▶ Section du texte

+===+

JMB : La trouille paralyse le système, alors qu’un enseignant doit avoir des projets pour amener les élèves là où il doit les conduire, qu’un directeur puisse de son côté soutenir sereinement les projets. S’ils craignent de le faire, le système se paralyse. 

MCS : Il se paralyse alors qu’il devrait demeurer ouvert. Mais il faut relever, me semble-t-il, que la tâche, pour les politiques, est elle-même devenue plus ardue étant donné l’intérêt des médias pour l’école et l’énorme influence des réseaux sociaux, avec certains journalistes qui se tiennent littéralement à l’affût. Chaque jour apporte son lot de menaces pour un Département. Mais je crois que c’est précisément le rôle de nos élus que de faire reculer la peur et non de l’alimenter. Cela dit, la pandémie complique beaucoup les choses.

+===+

▶ Données brutes
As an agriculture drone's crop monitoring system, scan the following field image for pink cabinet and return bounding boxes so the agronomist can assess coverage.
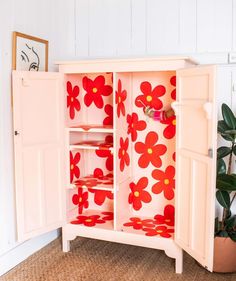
[13,57,217,273]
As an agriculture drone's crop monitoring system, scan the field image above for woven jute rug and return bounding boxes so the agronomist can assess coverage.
[0,238,236,281]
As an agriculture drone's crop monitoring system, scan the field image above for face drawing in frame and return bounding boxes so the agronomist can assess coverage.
[20,43,40,71]
[12,32,48,71]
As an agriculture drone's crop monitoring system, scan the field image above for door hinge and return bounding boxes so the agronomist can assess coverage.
[208,148,213,158]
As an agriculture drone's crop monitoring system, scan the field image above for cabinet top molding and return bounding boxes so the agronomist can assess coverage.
[55,56,197,73]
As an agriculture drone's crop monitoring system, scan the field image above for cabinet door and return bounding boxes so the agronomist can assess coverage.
[175,66,217,271]
[13,71,65,241]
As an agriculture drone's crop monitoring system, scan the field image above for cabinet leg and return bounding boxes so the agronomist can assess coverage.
[175,250,183,274]
[62,238,70,252]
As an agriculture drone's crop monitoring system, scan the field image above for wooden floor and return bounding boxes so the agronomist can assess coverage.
[0,238,236,281]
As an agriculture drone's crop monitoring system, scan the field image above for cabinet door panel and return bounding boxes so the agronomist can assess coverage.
[13,71,65,241]
[175,66,217,271]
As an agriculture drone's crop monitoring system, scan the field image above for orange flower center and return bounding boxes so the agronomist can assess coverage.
[134,191,139,197]
[93,88,98,94]
[164,179,170,185]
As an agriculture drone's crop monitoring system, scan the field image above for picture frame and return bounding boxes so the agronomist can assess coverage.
[12,31,48,71]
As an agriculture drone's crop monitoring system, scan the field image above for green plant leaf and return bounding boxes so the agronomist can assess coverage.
[233,145,236,156]
[217,146,231,159]
[216,190,230,209]
[217,159,226,175]
[217,230,229,237]
[217,120,234,142]
[221,103,236,130]
[225,215,236,229]
[215,217,220,235]
[216,174,236,191]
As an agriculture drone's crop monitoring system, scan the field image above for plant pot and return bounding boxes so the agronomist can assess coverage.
[213,237,236,273]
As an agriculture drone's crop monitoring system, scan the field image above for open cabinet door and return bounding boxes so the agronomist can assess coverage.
[12,71,66,241]
[173,66,217,271]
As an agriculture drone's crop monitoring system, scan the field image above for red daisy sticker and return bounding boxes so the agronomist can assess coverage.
[96,149,113,171]
[135,132,167,168]
[101,212,114,221]
[103,104,113,125]
[128,177,152,211]
[66,81,80,119]
[72,188,89,214]
[154,205,175,226]
[127,113,147,141]
[152,166,175,200]
[83,75,112,108]
[71,215,105,226]
[70,151,80,182]
[161,116,176,139]
[170,76,176,100]
[118,138,130,172]
[135,81,166,110]
[116,79,127,117]
[124,218,155,229]
[88,189,113,206]
[143,225,174,235]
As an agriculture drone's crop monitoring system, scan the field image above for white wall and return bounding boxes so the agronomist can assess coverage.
[0,0,236,272]
[76,0,236,62]
[0,0,75,275]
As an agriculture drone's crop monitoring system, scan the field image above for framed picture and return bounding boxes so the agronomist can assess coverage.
[12,32,48,71]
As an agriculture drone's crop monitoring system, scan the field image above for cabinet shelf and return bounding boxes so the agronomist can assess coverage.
[69,175,113,192]
[70,141,113,151]
[70,209,114,230]
[68,124,114,134]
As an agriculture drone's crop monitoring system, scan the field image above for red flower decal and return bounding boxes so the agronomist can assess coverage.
[102,212,114,221]
[129,177,152,211]
[116,79,127,117]
[71,215,105,226]
[70,151,80,182]
[96,149,113,171]
[74,178,98,188]
[170,76,176,100]
[83,75,112,108]
[103,104,113,125]
[161,116,176,139]
[154,205,175,226]
[124,218,155,229]
[152,166,175,200]
[88,189,113,206]
[143,226,174,238]
[127,113,147,141]
[135,132,167,168]
[118,138,130,172]
[135,81,166,110]
[66,81,80,119]
[72,188,89,214]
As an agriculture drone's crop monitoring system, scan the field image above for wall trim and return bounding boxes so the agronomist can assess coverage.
[0,230,59,276]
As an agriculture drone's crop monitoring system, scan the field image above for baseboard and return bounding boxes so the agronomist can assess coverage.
[0,230,59,276]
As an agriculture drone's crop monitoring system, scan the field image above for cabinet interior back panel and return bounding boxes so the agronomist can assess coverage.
[115,71,176,232]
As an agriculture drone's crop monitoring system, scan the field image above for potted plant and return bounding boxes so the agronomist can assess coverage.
[213,104,236,272]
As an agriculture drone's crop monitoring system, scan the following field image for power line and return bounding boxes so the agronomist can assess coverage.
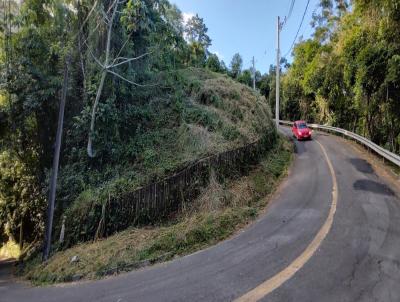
[286,0,296,21]
[280,0,296,29]
[283,0,310,57]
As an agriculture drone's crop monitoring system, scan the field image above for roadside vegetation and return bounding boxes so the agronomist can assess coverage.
[20,138,293,285]
[281,0,400,154]
[0,0,274,258]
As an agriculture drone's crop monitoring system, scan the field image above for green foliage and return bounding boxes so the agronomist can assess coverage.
[230,53,243,79]
[282,0,400,153]
[22,138,293,284]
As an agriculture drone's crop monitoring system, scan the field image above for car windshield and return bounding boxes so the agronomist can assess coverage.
[297,123,307,129]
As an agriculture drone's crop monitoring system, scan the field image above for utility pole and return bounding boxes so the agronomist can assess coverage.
[42,54,70,261]
[252,56,256,90]
[275,16,281,129]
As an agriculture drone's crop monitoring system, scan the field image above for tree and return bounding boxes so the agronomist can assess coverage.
[206,54,223,72]
[230,53,243,79]
[185,14,211,52]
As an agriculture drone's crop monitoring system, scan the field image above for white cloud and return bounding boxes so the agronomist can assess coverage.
[182,12,195,24]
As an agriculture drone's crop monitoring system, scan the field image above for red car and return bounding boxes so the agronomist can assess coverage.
[292,121,312,140]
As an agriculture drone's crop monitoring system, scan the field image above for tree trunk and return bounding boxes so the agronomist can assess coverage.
[42,54,70,261]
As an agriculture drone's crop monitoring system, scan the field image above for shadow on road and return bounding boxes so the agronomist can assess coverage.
[353,179,394,196]
[348,158,374,174]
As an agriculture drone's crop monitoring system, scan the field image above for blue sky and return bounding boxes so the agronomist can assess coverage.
[171,0,319,73]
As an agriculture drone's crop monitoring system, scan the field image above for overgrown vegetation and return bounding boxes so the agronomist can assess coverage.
[21,139,293,284]
[0,0,273,254]
[282,0,400,153]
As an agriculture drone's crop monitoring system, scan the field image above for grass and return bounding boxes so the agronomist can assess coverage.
[0,239,21,259]
[63,68,273,229]
[21,138,293,285]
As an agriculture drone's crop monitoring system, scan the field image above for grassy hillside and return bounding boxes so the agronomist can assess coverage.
[21,139,293,284]
[34,68,275,248]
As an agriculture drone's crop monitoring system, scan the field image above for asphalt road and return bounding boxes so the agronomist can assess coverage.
[0,133,400,302]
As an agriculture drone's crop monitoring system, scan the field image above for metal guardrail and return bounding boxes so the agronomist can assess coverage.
[279,120,400,167]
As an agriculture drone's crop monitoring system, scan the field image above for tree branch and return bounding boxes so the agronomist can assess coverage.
[106,69,159,87]
[106,52,150,69]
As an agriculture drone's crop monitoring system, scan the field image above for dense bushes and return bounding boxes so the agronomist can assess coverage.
[282,0,400,153]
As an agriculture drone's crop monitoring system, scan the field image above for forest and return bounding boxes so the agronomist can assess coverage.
[0,0,400,258]
[0,0,273,255]
[281,0,400,154]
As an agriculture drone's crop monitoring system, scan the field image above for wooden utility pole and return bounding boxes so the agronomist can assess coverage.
[251,56,256,90]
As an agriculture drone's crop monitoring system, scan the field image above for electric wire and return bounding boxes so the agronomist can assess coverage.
[283,0,310,58]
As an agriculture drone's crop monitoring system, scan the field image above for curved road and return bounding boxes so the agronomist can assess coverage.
[0,130,400,302]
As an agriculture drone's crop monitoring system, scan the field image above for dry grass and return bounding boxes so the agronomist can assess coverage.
[22,139,292,284]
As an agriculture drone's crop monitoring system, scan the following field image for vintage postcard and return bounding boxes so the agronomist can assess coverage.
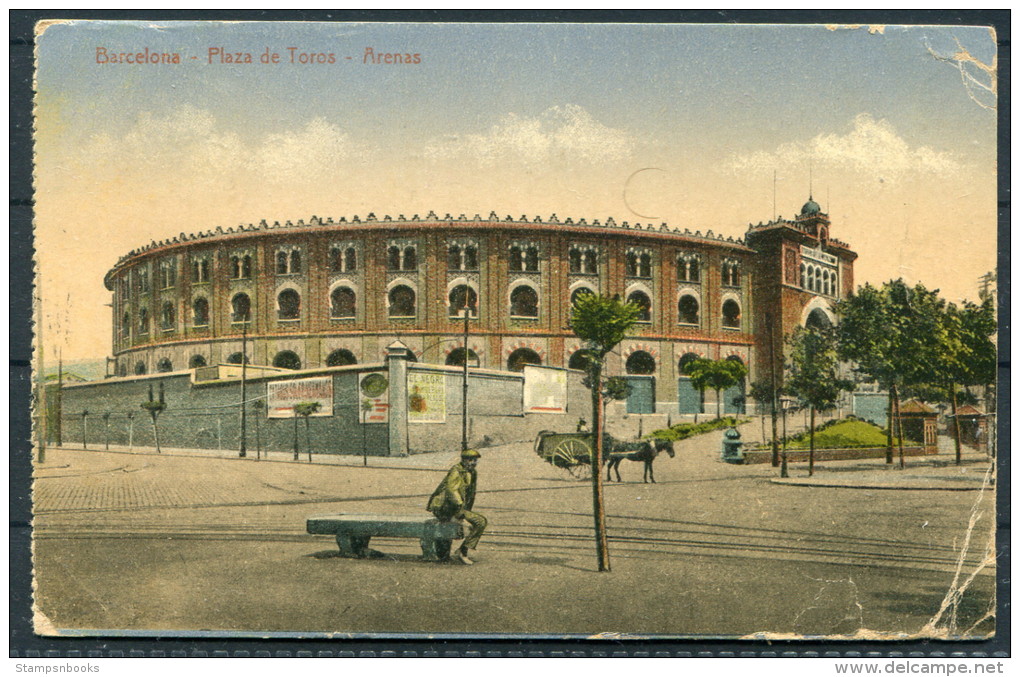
[27,17,1000,640]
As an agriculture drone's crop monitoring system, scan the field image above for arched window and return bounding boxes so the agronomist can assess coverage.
[404,247,418,270]
[507,348,542,371]
[192,297,209,326]
[449,284,478,317]
[626,351,655,375]
[627,291,652,322]
[805,308,832,329]
[390,284,416,317]
[276,290,301,320]
[329,287,358,318]
[567,351,592,371]
[510,284,539,317]
[231,294,252,322]
[272,351,301,369]
[570,249,580,272]
[570,287,595,306]
[161,301,177,331]
[524,247,539,272]
[722,299,741,329]
[447,348,479,367]
[676,353,702,374]
[510,247,526,272]
[677,294,701,324]
[325,349,358,367]
[638,254,652,277]
[627,252,638,277]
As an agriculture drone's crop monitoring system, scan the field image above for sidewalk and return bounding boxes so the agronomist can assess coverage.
[770,449,996,491]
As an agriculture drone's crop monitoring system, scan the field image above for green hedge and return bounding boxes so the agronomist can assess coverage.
[645,416,750,441]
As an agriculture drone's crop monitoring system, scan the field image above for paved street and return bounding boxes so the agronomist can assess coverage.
[35,432,995,635]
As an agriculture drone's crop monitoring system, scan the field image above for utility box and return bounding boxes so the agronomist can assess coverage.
[722,428,744,463]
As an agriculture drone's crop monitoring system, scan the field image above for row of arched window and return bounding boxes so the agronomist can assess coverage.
[121,284,741,337]
[801,263,836,296]
[135,347,742,375]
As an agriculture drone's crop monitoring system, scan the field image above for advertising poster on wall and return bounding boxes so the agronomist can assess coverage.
[407,373,446,423]
[266,378,333,418]
[524,366,567,414]
[358,371,390,423]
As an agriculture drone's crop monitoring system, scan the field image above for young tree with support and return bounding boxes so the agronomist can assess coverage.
[570,294,642,571]
[683,359,748,419]
[785,327,854,476]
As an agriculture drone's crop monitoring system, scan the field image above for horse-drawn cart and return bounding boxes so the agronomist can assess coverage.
[534,430,595,479]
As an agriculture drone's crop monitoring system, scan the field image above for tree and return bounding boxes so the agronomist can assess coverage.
[785,327,854,475]
[683,359,748,418]
[294,402,322,463]
[836,279,949,468]
[570,294,642,571]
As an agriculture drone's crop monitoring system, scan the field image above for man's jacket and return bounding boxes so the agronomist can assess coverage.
[428,463,477,520]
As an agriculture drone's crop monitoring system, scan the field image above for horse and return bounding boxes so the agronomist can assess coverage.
[606,437,676,484]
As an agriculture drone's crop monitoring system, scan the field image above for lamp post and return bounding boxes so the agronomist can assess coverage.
[779,398,796,477]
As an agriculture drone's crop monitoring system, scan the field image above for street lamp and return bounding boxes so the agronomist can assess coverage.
[779,398,797,477]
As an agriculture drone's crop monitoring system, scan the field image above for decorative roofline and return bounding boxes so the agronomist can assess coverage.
[105,211,758,283]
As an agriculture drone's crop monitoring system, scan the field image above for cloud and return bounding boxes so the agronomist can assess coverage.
[724,113,963,179]
[78,106,368,184]
[424,104,634,163]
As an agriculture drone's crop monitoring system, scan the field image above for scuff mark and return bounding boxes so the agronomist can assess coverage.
[924,29,999,110]
[921,464,996,637]
[825,23,885,36]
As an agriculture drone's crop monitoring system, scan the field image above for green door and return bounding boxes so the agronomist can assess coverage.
[626,376,655,414]
[676,378,705,414]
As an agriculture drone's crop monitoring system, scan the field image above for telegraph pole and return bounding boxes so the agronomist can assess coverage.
[460,295,471,452]
[238,312,251,458]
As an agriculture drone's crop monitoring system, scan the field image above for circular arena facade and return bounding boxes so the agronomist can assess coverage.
[105,200,856,414]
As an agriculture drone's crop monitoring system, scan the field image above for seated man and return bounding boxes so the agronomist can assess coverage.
[428,449,489,564]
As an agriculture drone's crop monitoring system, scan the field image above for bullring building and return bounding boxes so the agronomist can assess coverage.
[105,200,857,414]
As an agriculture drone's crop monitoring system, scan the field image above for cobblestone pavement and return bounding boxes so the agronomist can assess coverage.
[29,433,995,634]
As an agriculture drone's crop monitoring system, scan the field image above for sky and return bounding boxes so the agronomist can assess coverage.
[36,21,997,359]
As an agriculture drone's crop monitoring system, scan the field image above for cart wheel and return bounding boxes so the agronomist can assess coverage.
[567,463,592,480]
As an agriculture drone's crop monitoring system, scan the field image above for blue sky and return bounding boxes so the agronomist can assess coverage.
[37,21,996,357]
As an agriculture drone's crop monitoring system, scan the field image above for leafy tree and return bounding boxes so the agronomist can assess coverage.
[294,402,322,463]
[683,359,748,418]
[785,327,854,475]
[570,294,643,571]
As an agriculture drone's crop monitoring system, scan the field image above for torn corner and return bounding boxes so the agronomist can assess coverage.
[825,23,885,35]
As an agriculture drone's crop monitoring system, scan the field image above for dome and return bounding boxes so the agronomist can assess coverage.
[801,197,822,216]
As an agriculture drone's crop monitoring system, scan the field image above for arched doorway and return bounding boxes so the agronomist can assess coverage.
[722,355,748,415]
[507,348,542,371]
[272,351,301,369]
[325,348,358,367]
[447,348,480,367]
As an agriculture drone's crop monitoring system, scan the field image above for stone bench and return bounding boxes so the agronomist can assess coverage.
[308,515,464,561]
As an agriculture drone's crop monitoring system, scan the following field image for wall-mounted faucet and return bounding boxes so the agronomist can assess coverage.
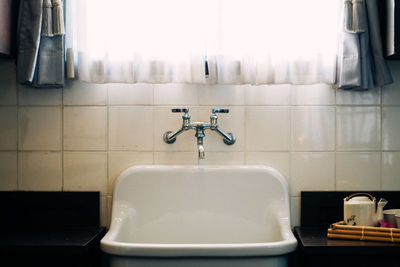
[163,108,236,159]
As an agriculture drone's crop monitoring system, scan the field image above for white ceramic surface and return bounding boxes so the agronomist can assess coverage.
[101,165,297,260]
[383,209,400,228]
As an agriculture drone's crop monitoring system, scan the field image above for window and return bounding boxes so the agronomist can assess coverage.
[66,0,340,84]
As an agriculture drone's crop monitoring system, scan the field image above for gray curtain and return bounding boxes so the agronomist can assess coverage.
[17,0,64,88]
[337,0,393,90]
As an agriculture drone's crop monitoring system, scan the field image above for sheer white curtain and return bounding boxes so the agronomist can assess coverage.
[66,0,340,84]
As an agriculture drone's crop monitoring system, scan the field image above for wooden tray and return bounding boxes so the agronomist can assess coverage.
[328,221,400,243]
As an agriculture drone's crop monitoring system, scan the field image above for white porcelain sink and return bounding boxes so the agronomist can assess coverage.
[101,165,297,266]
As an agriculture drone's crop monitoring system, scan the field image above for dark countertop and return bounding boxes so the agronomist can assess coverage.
[295,226,400,255]
[0,227,106,249]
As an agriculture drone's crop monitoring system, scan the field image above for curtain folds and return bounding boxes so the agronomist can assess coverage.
[66,0,339,84]
[336,0,393,90]
[17,0,65,88]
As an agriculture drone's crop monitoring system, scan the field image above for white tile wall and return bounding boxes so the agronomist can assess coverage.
[290,152,335,197]
[18,85,62,106]
[63,107,107,150]
[336,152,381,190]
[108,106,154,151]
[336,107,381,151]
[18,151,62,191]
[18,107,62,150]
[245,106,290,151]
[108,83,154,106]
[0,107,18,150]
[382,107,400,150]
[63,152,108,195]
[292,107,335,151]
[0,59,400,228]
[0,151,18,190]
[108,151,153,194]
[382,152,400,191]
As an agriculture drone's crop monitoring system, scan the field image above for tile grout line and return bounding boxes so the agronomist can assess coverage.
[379,87,383,190]
[15,83,20,190]
[333,88,338,191]
[61,88,64,192]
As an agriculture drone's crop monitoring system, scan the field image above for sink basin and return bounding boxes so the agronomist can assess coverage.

+===+

▶ Actions à mener
1. D'après l'extrait sur l'école, qu'est-ce qui paralyse le système ?
2. Résumez l'extrait sur l'école en deux phrases.
3. Recopiez, dans l'extrait sur l'école, le passage compris entre « JMB : La trouille » et « système se paralyse. », ces mots inclus.
Les lignes n'entrent pas en jeu ici.

▶ Solutions aux problèmes
1. La trouille.

2. La peur paralyse le système, alors qu'un enseignant doit pouvoir mener des projets et qu'un directeur doit pouvoir les soutenir sereinement. La tâche des politiques est devenue plus ardue avec l'intérêt des médias pour l'école et l'influence des réseaux sociaux, mais le rôle des élus est de faire reculer la peur, même si la pandémie complique beaucoup les choses.

3.
JMB : La trouille paralyse le système, alors qu’un enseignant doit avoir des projets pour amener les élèves là où il doit les conduire, qu’un directeur puisse de son côté soutenir sereinement les projets. S’ils craignent de le faire, le système se paralyse.